__Written problem__: Make an exact copy of the records, with the pictures left out.

__Records provided__:
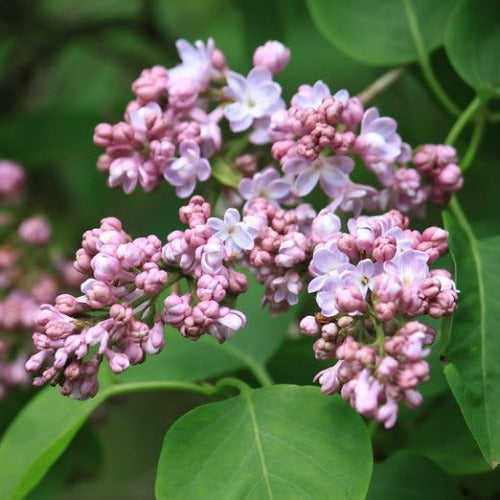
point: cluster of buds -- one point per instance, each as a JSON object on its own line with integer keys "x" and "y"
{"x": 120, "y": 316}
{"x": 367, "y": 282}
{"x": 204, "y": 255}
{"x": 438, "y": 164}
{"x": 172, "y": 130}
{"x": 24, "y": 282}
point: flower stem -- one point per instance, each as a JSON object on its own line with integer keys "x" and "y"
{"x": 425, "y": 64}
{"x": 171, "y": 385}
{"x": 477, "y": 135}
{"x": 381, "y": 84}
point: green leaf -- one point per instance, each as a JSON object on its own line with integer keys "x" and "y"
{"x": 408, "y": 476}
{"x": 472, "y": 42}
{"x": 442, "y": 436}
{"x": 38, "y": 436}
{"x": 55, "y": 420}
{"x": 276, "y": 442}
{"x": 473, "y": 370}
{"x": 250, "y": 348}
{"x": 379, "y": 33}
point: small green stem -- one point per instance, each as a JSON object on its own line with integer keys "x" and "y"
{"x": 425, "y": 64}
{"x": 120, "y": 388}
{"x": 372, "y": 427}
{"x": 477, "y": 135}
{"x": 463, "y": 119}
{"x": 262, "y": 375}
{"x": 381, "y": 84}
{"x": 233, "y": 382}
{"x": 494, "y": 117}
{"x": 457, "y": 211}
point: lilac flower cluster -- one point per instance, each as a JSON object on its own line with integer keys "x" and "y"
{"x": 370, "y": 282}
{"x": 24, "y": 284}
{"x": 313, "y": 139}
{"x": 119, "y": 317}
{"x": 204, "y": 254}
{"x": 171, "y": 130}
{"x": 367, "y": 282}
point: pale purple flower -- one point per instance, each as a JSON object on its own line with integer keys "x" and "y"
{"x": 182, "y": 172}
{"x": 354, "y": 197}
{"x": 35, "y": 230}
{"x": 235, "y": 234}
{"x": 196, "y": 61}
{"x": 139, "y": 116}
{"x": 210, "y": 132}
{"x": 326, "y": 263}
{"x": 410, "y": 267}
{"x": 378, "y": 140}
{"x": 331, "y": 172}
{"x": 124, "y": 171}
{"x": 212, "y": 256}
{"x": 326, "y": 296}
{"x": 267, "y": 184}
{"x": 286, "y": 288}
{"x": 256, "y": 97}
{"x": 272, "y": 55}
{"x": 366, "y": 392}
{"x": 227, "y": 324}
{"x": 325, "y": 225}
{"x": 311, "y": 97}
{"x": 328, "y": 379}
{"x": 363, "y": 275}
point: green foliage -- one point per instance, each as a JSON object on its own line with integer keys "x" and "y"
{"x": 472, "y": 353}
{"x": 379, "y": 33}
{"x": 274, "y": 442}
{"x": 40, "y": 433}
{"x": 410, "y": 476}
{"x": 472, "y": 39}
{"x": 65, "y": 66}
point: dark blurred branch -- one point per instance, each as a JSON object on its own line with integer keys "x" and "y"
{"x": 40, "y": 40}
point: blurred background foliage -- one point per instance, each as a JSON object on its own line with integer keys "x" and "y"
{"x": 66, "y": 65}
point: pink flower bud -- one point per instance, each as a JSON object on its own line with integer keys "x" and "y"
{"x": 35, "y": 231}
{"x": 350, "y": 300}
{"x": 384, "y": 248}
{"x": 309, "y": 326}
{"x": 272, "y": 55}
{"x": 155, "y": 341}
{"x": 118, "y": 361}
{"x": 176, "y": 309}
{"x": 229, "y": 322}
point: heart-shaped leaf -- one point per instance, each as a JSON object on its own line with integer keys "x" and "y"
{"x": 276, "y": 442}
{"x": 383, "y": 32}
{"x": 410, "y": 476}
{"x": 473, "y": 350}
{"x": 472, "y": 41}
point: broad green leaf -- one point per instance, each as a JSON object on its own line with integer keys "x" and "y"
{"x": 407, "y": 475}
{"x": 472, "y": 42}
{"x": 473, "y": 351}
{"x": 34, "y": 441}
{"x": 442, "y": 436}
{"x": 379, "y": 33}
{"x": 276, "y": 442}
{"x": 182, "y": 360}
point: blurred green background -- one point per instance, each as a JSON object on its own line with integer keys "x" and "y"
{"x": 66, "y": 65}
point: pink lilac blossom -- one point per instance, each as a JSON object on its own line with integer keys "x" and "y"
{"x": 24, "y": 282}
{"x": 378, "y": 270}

__Result of this task__:
point: cluster of buds -- one point per instance, each as a JSON object on its own line with integer keys "x" and "y"
{"x": 120, "y": 316}
{"x": 367, "y": 282}
{"x": 204, "y": 255}
{"x": 438, "y": 164}
{"x": 172, "y": 130}
{"x": 24, "y": 282}
point: flower stem -- one point per instance, each as a JSON object on its own line with integer keys "x" and "y"
{"x": 425, "y": 64}
{"x": 171, "y": 385}
{"x": 477, "y": 135}
{"x": 381, "y": 84}
point: green leaf -- one point per instance, each as a JSON object on its own line with integer keys "x" and "y"
{"x": 408, "y": 476}
{"x": 472, "y": 42}
{"x": 442, "y": 436}
{"x": 38, "y": 436}
{"x": 55, "y": 420}
{"x": 276, "y": 442}
{"x": 473, "y": 370}
{"x": 250, "y": 348}
{"x": 379, "y": 33}
point: small green stem -- one point per instance, each as a JSON object on its own line with integer keys "x" and "y"
{"x": 425, "y": 64}
{"x": 120, "y": 388}
{"x": 372, "y": 427}
{"x": 477, "y": 135}
{"x": 463, "y": 119}
{"x": 262, "y": 375}
{"x": 381, "y": 84}
{"x": 233, "y": 382}
{"x": 494, "y": 117}
{"x": 457, "y": 211}
point: lilac flower cluster -- one point per instance, each as a JSON object on its own line with integer keys "x" and "y"
{"x": 370, "y": 282}
{"x": 24, "y": 284}
{"x": 313, "y": 139}
{"x": 119, "y": 317}
{"x": 204, "y": 254}
{"x": 171, "y": 130}
{"x": 367, "y": 282}
point: pale purple flower -- one point per instance, each as a JSON object on its own line with integer keys "x" and "y"
{"x": 182, "y": 172}
{"x": 354, "y": 197}
{"x": 35, "y": 230}
{"x": 235, "y": 234}
{"x": 196, "y": 61}
{"x": 139, "y": 116}
{"x": 210, "y": 132}
{"x": 326, "y": 263}
{"x": 410, "y": 267}
{"x": 378, "y": 140}
{"x": 331, "y": 172}
{"x": 124, "y": 171}
{"x": 212, "y": 256}
{"x": 326, "y": 296}
{"x": 267, "y": 184}
{"x": 286, "y": 288}
{"x": 256, "y": 97}
{"x": 272, "y": 55}
{"x": 366, "y": 392}
{"x": 227, "y": 324}
{"x": 325, "y": 225}
{"x": 311, "y": 97}
{"x": 328, "y": 379}
{"x": 363, "y": 275}
point: green foliage -- one point per instance, each as a JSON object on its own line with integer keys "x" and "y"
{"x": 472, "y": 353}
{"x": 379, "y": 33}
{"x": 274, "y": 442}
{"x": 40, "y": 433}
{"x": 410, "y": 476}
{"x": 472, "y": 39}
{"x": 65, "y": 66}
point: dark blurred branch -- one point per instance, each as a JSON object on its own line with integer keys "x" and "y"
{"x": 40, "y": 40}
point: blurred background foliage -- one point per instance, each as a JSON object on its own line with integer keys "x" and "y"
{"x": 66, "y": 65}
point: pink flower bud -- one point per instance, each as a JSON object on its own line with integer keys "x" and "y"
{"x": 35, "y": 231}
{"x": 350, "y": 300}
{"x": 384, "y": 248}
{"x": 309, "y": 326}
{"x": 272, "y": 55}
{"x": 155, "y": 341}
{"x": 118, "y": 361}
{"x": 176, "y": 309}
{"x": 229, "y": 322}
point: heart-shaped leaf -- one point per instance, each as a JSON object on its own line with integer keys "x" and "y"
{"x": 276, "y": 442}
{"x": 383, "y": 32}
{"x": 410, "y": 476}
{"x": 473, "y": 350}
{"x": 472, "y": 41}
point: broad green leaf -- one point per instance, each as a JSON object on its own line with integer keys "x" and "y"
{"x": 407, "y": 475}
{"x": 472, "y": 42}
{"x": 473, "y": 351}
{"x": 34, "y": 441}
{"x": 442, "y": 436}
{"x": 379, "y": 33}
{"x": 276, "y": 442}
{"x": 182, "y": 360}
point: blurred green background -- one point per instance, each as a JSON object on its own line with integer keys "x" and "y"
{"x": 66, "y": 65}
point: pink lilac blossom -- one point per instance, each as a JSON object on its own line with integer keys "x" and "y"
{"x": 24, "y": 282}
{"x": 378, "y": 270}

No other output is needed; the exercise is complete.